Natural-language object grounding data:
--------------------------------------------------

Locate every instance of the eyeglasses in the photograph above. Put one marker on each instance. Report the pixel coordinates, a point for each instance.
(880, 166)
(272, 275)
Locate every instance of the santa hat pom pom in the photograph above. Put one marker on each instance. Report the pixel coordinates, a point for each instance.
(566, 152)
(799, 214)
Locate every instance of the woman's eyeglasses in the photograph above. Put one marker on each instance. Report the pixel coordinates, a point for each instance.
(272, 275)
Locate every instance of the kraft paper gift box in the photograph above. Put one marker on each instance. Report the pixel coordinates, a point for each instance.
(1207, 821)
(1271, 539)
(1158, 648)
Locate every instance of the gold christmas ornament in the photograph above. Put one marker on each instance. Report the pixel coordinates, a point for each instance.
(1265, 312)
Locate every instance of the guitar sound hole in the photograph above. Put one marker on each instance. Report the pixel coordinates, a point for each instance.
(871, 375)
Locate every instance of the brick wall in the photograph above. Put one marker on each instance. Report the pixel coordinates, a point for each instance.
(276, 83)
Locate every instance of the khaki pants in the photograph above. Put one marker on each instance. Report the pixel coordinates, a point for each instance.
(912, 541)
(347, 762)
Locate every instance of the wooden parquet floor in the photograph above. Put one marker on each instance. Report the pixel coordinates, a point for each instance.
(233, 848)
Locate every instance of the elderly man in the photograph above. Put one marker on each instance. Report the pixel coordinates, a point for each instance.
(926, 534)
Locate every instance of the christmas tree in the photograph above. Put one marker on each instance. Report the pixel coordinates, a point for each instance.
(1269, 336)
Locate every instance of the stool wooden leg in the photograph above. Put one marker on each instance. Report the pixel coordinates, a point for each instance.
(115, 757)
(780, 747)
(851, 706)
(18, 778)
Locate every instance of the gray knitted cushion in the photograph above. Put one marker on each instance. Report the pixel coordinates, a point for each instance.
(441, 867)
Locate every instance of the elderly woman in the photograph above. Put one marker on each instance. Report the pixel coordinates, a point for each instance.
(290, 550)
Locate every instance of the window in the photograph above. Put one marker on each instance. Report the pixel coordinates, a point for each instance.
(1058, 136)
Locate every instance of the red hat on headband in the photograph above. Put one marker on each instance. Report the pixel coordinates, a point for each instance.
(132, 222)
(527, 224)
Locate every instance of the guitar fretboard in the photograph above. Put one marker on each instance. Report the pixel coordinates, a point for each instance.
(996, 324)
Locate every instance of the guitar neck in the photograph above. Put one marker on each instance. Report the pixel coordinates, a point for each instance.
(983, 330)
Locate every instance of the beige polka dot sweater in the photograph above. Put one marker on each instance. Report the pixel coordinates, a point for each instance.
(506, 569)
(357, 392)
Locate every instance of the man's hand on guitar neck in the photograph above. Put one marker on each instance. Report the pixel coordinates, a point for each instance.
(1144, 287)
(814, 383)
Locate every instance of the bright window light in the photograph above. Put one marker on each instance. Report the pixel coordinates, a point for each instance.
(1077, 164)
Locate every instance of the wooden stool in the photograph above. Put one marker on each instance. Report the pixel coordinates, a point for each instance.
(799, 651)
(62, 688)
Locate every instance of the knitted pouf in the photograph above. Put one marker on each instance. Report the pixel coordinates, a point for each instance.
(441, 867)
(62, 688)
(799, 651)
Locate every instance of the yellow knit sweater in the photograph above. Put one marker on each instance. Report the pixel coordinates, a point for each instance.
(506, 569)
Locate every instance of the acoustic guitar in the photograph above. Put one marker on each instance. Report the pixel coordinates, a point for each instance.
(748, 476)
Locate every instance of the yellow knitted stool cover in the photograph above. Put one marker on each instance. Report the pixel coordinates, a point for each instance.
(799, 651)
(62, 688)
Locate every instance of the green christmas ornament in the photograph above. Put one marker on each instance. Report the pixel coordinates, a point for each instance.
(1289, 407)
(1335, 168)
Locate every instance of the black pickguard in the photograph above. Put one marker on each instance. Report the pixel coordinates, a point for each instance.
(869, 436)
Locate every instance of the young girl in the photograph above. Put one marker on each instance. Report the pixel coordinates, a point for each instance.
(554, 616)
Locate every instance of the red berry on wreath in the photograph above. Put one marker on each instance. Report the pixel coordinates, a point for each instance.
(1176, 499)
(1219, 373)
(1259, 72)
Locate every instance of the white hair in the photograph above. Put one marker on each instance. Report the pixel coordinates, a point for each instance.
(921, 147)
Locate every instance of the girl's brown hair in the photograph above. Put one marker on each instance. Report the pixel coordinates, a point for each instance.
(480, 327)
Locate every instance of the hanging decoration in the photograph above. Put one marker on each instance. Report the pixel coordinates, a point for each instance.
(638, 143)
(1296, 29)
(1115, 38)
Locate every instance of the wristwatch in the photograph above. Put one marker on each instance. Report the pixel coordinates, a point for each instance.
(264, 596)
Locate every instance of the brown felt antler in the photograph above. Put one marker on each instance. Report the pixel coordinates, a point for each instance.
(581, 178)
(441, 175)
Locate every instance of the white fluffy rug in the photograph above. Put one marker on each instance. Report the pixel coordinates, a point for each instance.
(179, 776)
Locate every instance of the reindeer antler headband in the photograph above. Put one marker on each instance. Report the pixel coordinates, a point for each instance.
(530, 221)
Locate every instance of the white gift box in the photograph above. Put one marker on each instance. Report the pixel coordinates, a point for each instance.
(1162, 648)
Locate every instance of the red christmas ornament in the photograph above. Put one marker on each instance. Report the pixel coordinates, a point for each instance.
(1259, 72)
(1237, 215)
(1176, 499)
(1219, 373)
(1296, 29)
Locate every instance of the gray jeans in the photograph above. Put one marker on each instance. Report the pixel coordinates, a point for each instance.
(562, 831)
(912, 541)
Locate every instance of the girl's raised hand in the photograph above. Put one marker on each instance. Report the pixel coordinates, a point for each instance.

--------------------------------------------------

Could you output exactly the lines from the one containing "Locate every instance of the gray jeans" to the end of the entries above, both included, and no others?

▶ **EXERCISE OUTPUT**:
Locate every instance of the gray jeans in the photograph above. Put one marker on each instance. Report the pixel coordinates, a point for each instance.
(562, 831)
(912, 541)
Locate every instance of the girl's raised hand in the photograph above. Put one marker on each instance. Report the pixel coordinates, a point for each instance.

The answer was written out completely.